[START OF Text shown]
Repugnant though they are (to you and me and your GM, but not to everyone, of course) Raise Dead and the Resurrection spells are an important part of the finely-balanced machine that is D&D combat. The assumed availability of Raise Dead within 24 hours is part of what enables an 11th-level party to deal with CR 11 encounters. If you avoid them for aesthetic reasons, you have to adjust the balance by toning down the insta-kill effects that they balance out.

So either live with the fact that old age is the only cause of True Death, or re-design all the catastrophic abilities of high-CR monsters, or put your PCs up against hordes of lower-CR monsters that can't dish it out like that (except for major encounters, I guess), or adopt a style of play with more intrigue and mystery and less combat.

A propos, I tried running a campaign which accepted the implications of the 3e table for the cost of magic items. The PCs were involved in a struggle (which at it's top was being politically directed) to recover the lost public treasures of a collapsed Elvish empire. The PCs were working for a fence (actually a political figure in disguise) who had already recovered a Stole of True Resurrection (3 per day). For a massive share in their booty, he offered them death insurance. The upshot of which was that the worst that could happen in a TPK was that the PCs could lose levels (to vampires etc.) The campaign did not flourish.

Regards,


Agback
 

ForceUser

Explorer
I have a 12th-level cleric in a long-running 3E Greyhawk game that has died once and come near death (negative hit points) half a dozen times.

Yeah, it's frustrating.

After every near-miss I think about how I'm going to retire the son of a bitch and start up a dwarf fighter with nothing but the toughness chain of feats. Then the next question occurs to me - who would heal him? I'm the cleric.

So you do what you gotta do. For me, that means using up nearly a third of my daily spells in protective measures - extended bull's strength, extended endurance, extended greater magic weapon, extended magic vestment times two (armor AND shield), extended endure elements (fire), (cold), (acid), AND (electricty), plus other defensive spells at the ready such as spell immunity, death ward, and even little old sanctuary. On top of that, I have quite a bit of money invested in scrolls of neutralize poison, restoration, remove fear, remove paralysis, etc etc. And yes, before every foray into danger I hit the DM with the divinations and communes. And despite all that prep, I still nearly die in about half the big fights.

Why? Because you can't plan for everything.

Still, if you play smart and rack the protective magics, you stand a much better chance of survival. Without such prep I wouldn't have been almost dead half a dozen times, I'd have been dead.
[END OF Text shown]
[START OF Dataset entries]
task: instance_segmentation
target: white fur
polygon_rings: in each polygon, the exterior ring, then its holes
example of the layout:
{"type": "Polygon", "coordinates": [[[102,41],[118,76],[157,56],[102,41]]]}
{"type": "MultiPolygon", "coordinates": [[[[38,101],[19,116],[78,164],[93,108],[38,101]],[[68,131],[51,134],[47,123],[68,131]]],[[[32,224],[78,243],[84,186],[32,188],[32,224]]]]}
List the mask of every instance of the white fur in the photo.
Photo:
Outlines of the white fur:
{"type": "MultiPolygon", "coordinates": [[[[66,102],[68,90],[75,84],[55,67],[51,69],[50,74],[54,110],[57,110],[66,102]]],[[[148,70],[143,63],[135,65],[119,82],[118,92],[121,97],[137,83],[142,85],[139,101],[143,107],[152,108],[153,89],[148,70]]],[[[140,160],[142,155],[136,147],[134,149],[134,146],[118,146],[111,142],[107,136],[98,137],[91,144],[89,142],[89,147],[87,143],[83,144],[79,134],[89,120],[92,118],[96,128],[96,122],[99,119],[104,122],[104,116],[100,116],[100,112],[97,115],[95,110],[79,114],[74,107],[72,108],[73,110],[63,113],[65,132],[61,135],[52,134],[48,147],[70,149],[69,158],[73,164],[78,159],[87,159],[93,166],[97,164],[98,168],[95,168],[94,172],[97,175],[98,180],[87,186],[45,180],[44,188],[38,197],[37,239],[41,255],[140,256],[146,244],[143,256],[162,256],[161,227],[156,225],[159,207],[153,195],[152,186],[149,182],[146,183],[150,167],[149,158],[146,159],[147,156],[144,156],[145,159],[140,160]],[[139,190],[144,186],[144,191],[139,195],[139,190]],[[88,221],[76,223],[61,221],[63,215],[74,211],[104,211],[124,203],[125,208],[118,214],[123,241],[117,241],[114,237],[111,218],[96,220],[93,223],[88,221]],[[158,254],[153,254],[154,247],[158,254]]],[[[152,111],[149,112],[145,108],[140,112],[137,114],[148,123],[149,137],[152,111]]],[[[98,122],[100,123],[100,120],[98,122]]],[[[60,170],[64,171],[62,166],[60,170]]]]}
[END OF Dataset entries]
- [Problem set]
**A.** In the forum posts, what item had the fence who offered the PCs death insurance already recovered?
**B.** According to the forum posts, why does a GM who avoids Raise Dead and the Resurrection spells have to tone down insta-kill effects?
Nothing here depends on the records.

- [Complete answers]
**A.** A Stole of True Resurrection (3 per day).

**B.** Those spells balance out the insta-kill effects in D&D combat. The assumed availability of Raise Dead within 24 hours is part of what lets an 11th-level party handle CR 11 encounters. Without the spells, the GM has to restore that balance another way.